** Opening Supplied records block **

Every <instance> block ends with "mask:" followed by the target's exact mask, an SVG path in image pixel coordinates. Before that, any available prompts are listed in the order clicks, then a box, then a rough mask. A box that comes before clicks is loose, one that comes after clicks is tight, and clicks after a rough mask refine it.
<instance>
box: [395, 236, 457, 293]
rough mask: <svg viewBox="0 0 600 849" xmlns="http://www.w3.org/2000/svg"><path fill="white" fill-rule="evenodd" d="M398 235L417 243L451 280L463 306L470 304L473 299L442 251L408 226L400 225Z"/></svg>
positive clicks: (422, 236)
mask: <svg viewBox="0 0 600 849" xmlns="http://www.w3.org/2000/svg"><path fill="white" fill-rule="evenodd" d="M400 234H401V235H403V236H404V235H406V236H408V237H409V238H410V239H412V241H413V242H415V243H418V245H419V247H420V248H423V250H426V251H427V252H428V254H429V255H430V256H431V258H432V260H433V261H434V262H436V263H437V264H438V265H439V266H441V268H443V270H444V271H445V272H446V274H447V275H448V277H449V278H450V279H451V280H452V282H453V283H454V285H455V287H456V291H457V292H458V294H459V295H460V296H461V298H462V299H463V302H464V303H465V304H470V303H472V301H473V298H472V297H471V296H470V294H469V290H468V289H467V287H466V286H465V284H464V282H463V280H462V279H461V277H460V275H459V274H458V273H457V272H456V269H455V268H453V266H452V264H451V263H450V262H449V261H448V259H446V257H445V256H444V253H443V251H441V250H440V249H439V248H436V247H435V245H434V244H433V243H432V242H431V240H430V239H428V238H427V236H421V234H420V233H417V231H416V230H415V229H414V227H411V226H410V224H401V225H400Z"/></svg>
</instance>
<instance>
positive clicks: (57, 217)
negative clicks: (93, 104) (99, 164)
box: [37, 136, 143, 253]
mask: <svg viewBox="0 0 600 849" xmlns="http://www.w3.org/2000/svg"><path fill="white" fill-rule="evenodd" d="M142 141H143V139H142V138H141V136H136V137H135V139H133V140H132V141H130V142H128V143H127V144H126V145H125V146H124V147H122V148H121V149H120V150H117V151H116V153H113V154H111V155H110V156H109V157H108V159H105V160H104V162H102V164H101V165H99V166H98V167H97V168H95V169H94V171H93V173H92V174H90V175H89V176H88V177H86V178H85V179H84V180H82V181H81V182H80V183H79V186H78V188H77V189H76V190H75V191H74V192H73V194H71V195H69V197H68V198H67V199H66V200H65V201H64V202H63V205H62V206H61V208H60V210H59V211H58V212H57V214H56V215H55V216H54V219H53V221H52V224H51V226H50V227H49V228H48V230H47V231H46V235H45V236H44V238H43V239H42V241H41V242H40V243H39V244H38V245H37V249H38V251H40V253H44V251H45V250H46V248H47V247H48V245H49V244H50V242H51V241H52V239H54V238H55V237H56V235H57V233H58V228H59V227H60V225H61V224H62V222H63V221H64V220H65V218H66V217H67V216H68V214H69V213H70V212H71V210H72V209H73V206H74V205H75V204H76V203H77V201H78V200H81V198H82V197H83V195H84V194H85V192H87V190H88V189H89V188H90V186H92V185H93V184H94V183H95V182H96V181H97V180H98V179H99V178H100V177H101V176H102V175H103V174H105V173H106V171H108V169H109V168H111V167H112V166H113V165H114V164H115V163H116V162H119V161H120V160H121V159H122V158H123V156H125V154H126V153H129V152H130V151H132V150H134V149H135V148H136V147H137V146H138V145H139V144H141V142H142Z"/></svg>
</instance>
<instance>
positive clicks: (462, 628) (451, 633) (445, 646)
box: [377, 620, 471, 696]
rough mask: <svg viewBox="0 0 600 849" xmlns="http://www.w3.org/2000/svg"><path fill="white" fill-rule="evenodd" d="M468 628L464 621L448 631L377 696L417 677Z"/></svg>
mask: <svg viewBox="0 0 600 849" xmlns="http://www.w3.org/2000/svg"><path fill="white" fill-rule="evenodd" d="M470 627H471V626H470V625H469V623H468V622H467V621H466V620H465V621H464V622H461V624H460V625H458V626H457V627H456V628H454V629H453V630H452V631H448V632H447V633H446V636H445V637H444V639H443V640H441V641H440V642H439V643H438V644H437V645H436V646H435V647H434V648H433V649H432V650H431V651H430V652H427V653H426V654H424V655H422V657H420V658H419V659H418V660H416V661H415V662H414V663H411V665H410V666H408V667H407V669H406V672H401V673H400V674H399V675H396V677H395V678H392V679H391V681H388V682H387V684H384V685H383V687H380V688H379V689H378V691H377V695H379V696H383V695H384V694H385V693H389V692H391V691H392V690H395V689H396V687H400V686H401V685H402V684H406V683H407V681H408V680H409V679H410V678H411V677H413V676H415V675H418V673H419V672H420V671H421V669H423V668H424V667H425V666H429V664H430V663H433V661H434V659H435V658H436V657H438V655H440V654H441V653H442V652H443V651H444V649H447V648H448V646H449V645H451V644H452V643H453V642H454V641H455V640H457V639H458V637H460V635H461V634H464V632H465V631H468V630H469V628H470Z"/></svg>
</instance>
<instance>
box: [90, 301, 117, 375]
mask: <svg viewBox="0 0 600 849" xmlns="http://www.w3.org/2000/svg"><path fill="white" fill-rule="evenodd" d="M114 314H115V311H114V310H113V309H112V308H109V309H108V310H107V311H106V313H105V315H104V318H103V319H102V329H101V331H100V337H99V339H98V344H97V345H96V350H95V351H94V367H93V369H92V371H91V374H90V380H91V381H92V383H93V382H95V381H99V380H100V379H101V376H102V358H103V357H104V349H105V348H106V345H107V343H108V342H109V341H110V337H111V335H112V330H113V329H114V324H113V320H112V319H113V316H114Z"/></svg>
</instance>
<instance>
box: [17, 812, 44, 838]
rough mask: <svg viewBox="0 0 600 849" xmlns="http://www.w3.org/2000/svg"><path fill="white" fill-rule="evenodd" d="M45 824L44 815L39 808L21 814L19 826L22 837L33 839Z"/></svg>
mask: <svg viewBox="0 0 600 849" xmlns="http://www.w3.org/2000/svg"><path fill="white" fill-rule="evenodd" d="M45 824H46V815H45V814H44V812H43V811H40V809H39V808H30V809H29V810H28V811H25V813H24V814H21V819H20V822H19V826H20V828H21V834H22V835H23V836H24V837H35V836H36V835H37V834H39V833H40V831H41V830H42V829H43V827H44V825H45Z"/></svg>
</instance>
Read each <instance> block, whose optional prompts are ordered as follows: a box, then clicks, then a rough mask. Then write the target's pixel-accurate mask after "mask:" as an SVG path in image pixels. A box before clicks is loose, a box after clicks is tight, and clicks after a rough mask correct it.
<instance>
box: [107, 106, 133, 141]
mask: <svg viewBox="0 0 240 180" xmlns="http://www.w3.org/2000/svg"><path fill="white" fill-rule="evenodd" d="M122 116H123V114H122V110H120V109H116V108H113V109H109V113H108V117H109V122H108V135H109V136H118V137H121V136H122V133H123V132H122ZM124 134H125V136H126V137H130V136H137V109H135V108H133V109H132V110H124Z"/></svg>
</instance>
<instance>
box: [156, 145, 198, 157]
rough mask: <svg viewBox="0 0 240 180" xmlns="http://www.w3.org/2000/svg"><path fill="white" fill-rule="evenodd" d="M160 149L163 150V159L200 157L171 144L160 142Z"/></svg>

** Closing Supplied records block **

▸ **Prompt**:
All the records above need to be restated exactly, line by line.

▸ **Answer box**:
Every <instance> block ends with "mask:" followed by the target's exact mask, an SVG path in image pixel coordinates. Before that, any available prompts are listed in the order clicks, then a box, then a rough mask. A box that comes before clicks is loose, one that comes after clicks is tight, and clicks after a rough mask refine it.
<instance>
box: [395, 236, 457, 293]
rough mask: <svg viewBox="0 0 600 849" xmlns="http://www.w3.org/2000/svg"><path fill="white" fill-rule="evenodd" d="M398 235L417 243L451 280L463 306L470 304L473 299L442 251L408 226L400 225Z"/></svg>
positive clicks: (422, 236)
mask: <svg viewBox="0 0 600 849" xmlns="http://www.w3.org/2000/svg"><path fill="white" fill-rule="evenodd" d="M400 234H401V235H403V236H404V235H406V236H408V237H409V238H410V239H412V241H413V242H415V243H418V245H419V247H420V248H423V250H426V251H427V252H428V254H429V255H430V256H431V258H432V260H433V261H434V262H436V263H437V264H438V265H439V266H441V268H443V270H444V271H445V272H446V274H447V275H448V277H449V278H450V279H451V280H452V282H453V283H454V285H455V287H456V291H457V292H458V294H459V295H460V296H461V298H462V299H463V302H464V303H465V304H470V303H472V301H473V298H472V297H471V296H470V294H469V290H468V289H467V287H466V286H465V284H464V282H463V280H462V279H461V277H460V275H459V274H458V273H457V272H456V269H455V268H453V266H452V264H451V263H450V262H449V261H448V259H446V257H445V256H444V253H443V251H441V250H440V249H439V248H436V247H435V245H434V244H433V243H432V242H431V240H430V239H428V238H427V236H421V234H420V233H417V231H416V230H415V229H414V227H411V226H410V224H401V225H400Z"/></svg>
</instance>
<instance>
positive clicks: (57, 217)
negative clicks: (93, 104) (99, 164)
box: [37, 136, 143, 253]
mask: <svg viewBox="0 0 600 849" xmlns="http://www.w3.org/2000/svg"><path fill="white" fill-rule="evenodd" d="M142 141H143V139H142V138H141V136H136V137H135V139H133V140H132V141H130V142H128V143H127V144H126V145H125V146H124V147H122V148H121V149H120V150H117V151H116V153H113V154H111V155H110V156H109V157H108V159H105V160H104V162H102V164H101V165H99V166H98V167H97V168H95V169H94V171H93V173H92V174H90V175H89V176H88V177H86V178H85V179H84V180H82V181H81V182H80V183H79V186H78V188H77V189H76V190H75V191H74V192H73V194H71V195H69V197H68V198H67V199H66V200H65V201H64V202H63V205H62V206H61V208H60V210H59V211H58V212H57V214H56V215H55V216H54V219H53V221H52V224H51V226H50V227H49V228H48V230H47V231H46V235H45V236H44V238H43V239H42V241H41V242H40V243H39V244H38V245H37V249H38V251H40V253H44V251H45V250H46V248H47V247H48V245H49V244H50V242H51V241H52V239H54V238H55V237H56V235H57V233H58V228H59V227H60V225H61V224H62V222H63V221H64V220H65V218H66V217H67V216H68V214H69V213H70V212H71V210H72V209H73V206H74V205H75V204H76V203H77V201H78V200H81V198H82V197H83V195H84V194H85V192H87V190H88V189H89V188H90V186H92V185H93V184H94V183H95V182H96V181H97V180H98V179H99V178H100V177H101V176H102V175H103V174H105V173H106V171H108V169H109V168H111V167H112V166H113V165H114V164H115V163H116V162H119V161H120V160H121V159H122V158H123V156H125V154H126V153H129V152H130V151H132V150H134V149H135V148H136V147H137V146H138V145H139V144H141V142H142Z"/></svg>
</instance>
<instance>
positive clicks: (462, 628) (451, 633) (445, 646)
box: [377, 620, 471, 696]
rough mask: <svg viewBox="0 0 600 849" xmlns="http://www.w3.org/2000/svg"><path fill="white" fill-rule="evenodd" d="M468 628L464 621L448 631L377 696L417 677Z"/></svg>
mask: <svg viewBox="0 0 600 849" xmlns="http://www.w3.org/2000/svg"><path fill="white" fill-rule="evenodd" d="M470 627H471V626H470V625H469V623H468V622H467V621H466V620H465V621H464V622H461V624H460V625H458V626H457V627H456V628H454V629H453V630H452V631H448V632H447V633H446V636H445V637H444V639H443V640H441V641H440V642H439V643H438V644H437V645H436V646H435V647H434V648H433V649H432V650H431V651H430V652H427V653H426V654H424V655H422V657H420V658H419V659H418V660H416V661H415V662H414V663H411V665H410V666H408V667H407V669H406V672H401V673H400V674H399V675H396V677H395V678H392V679H391V681H388V682H387V684H384V685H383V687H380V688H379V689H378V691H377V695H379V696H383V695H384V694H385V693H389V692H391V691H392V690H395V689H396V687H400V686H401V685H402V684H406V683H407V681H408V680H409V679H410V678H411V677H413V676H415V675H418V673H419V672H420V671H421V669H423V668H424V667H425V666H429V664H430V663H433V661H434V659H435V658H436V657H438V655H440V654H441V653H442V652H443V651H444V649H447V648H448V646H449V645H451V644H452V643H453V642H454V641H455V640H457V639H458V637H460V635H461V634H464V632H465V631H468V630H469V628H470Z"/></svg>
</instance>
<instance>
box: [90, 301, 117, 375]
mask: <svg viewBox="0 0 600 849" xmlns="http://www.w3.org/2000/svg"><path fill="white" fill-rule="evenodd" d="M114 314H115V311H114V310H113V309H112V308H109V309H108V310H107V311H106V313H105V315H104V318H103V319H102V329H101V331H100V337H99V339H98V344H97V345H96V350H95V351H94V367H93V369H92V371H91V374H90V380H91V381H92V383H93V382H95V381H99V380H100V379H101V376H102V358H103V357H104V349H105V348H106V345H107V343H108V342H109V341H110V337H111V335H112V330H113V329H114V324H113V320H112V319H113V316H114Z"/></svg>
</instance>
<instance>
box: [17, 812, 44, 838]
rough mask: <svg viewBox="0 0 600 849" xmlns="http://www.w3.org/2000/svg"><path fill="white" fill-rule="evenodd" d="M45 824L44 815L39 808L21 814L19 826L22 837L33 839Z"/></svg>
mask: <svg viewBox="0 0 600 849" xmlns="http://www.w3.org/2000/svg"><path fill="white" fill-rule="evenodd" d="M45 824H46V815H45V814H44V812H43V811H40V809H39V808H30V809H29V810H28V811H25V813H24V814H21V819H20V822H19V826H20V828H21V834H22V835H23V836H24V837H35V836H36V835H37V834H39V833H40V831H41V830H42V829H43V827H44V825H45Z"/></svg>
</instance>
Read each <instance> block, whose optional prompts are ordered as follows: a box, then clicks, then a rough mask. Then write the target's pixel-accurate mask after "mask:" as an SVG path in image pixels. A box before clicks is loose, a box after clicks is tight, and clicks after a rough mask correct it.
<instance>
box: [107, 106, 133, 141]
mask: <svg viewBox="0 0 240 180" xmlns="http://www.w3.org/2000/svg"><path fill="white" fill-rule="evenodd" d="M122 116H123V114H122V110H120V109H116V108H113V109H109V113H108V117H109V122H108V135H109V136H118V137H121V136H122V133H123V132H122ZM124 134H125V136H126V137H130V136H137V109H135V108H133V109H132V110H124Z"/></svg>
</instance>
<instance>
box: [156, 145, 198, 157]
rough mask: <svg viewBox="0 0 240 180" xmlns="http://www.w3.org/2000/svg"><path fill="white" fill-rule="evenodd" d="M160 149L163 150V159L200 157L171 144L160 142Z"/></svg>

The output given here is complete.